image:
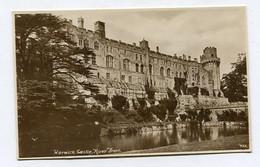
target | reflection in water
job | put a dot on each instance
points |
(140, 141)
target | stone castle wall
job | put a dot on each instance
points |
(130, 66)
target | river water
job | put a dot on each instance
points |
(128, 142)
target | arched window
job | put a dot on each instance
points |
(142, 68)
(126, 63)
(150, 68)
(86, 43)
(137, 67)
(162, 71)
(93, 58)
(109, 61)
(96, 45)
(168, 72)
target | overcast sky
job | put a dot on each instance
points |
(181, 31)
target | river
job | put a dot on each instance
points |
(128, 142)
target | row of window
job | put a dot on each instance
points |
(126, 64)
(123, 78)
(85, 43)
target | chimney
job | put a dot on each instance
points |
(100, 29)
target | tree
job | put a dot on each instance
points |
(45, 50)
(234, 84)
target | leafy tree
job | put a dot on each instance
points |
(234, 84)
(45, 50)
(118, 102)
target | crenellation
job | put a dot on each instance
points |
(138, 65)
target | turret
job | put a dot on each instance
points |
(211, 62)
(80, 22)
(100, 29)
(144, 44)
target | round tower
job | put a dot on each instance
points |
(211, 62)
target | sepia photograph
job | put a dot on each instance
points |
(131, 82)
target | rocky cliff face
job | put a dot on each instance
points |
(189, 102)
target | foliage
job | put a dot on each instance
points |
(118, 102)
(234, 84)
(170, 104)
(45, 50)
(231, 115)
(193, 91)
(204, 91)
(171, 94)
(103, 99)
(149, 90)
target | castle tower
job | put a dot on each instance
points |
(144, 44)
(100, 29)
(80, 22)
(211, 62)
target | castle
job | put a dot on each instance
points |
(126, 69)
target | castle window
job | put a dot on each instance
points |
(108, 75)
(93, 58)
(162, 71)
(137, 67)
(96, 45)
(123, 77)
(126, 63)
(150, 69)
(168, 72)
(130, 79)
(142, 68)
(109, 61)
(86, 43)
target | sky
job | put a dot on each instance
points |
(182, 30)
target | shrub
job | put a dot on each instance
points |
(193, 90)
(118, 102)
(170, 104)
(101, 97)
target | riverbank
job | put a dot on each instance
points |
(239, 142)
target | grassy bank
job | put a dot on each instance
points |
(240, 142)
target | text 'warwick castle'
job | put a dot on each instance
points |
(125, 69)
★ ★ ★ ★
▶ [What you need to do]: Give the count of lines above that include the word "tower", stating no other information.

▶ [Written solution]: 2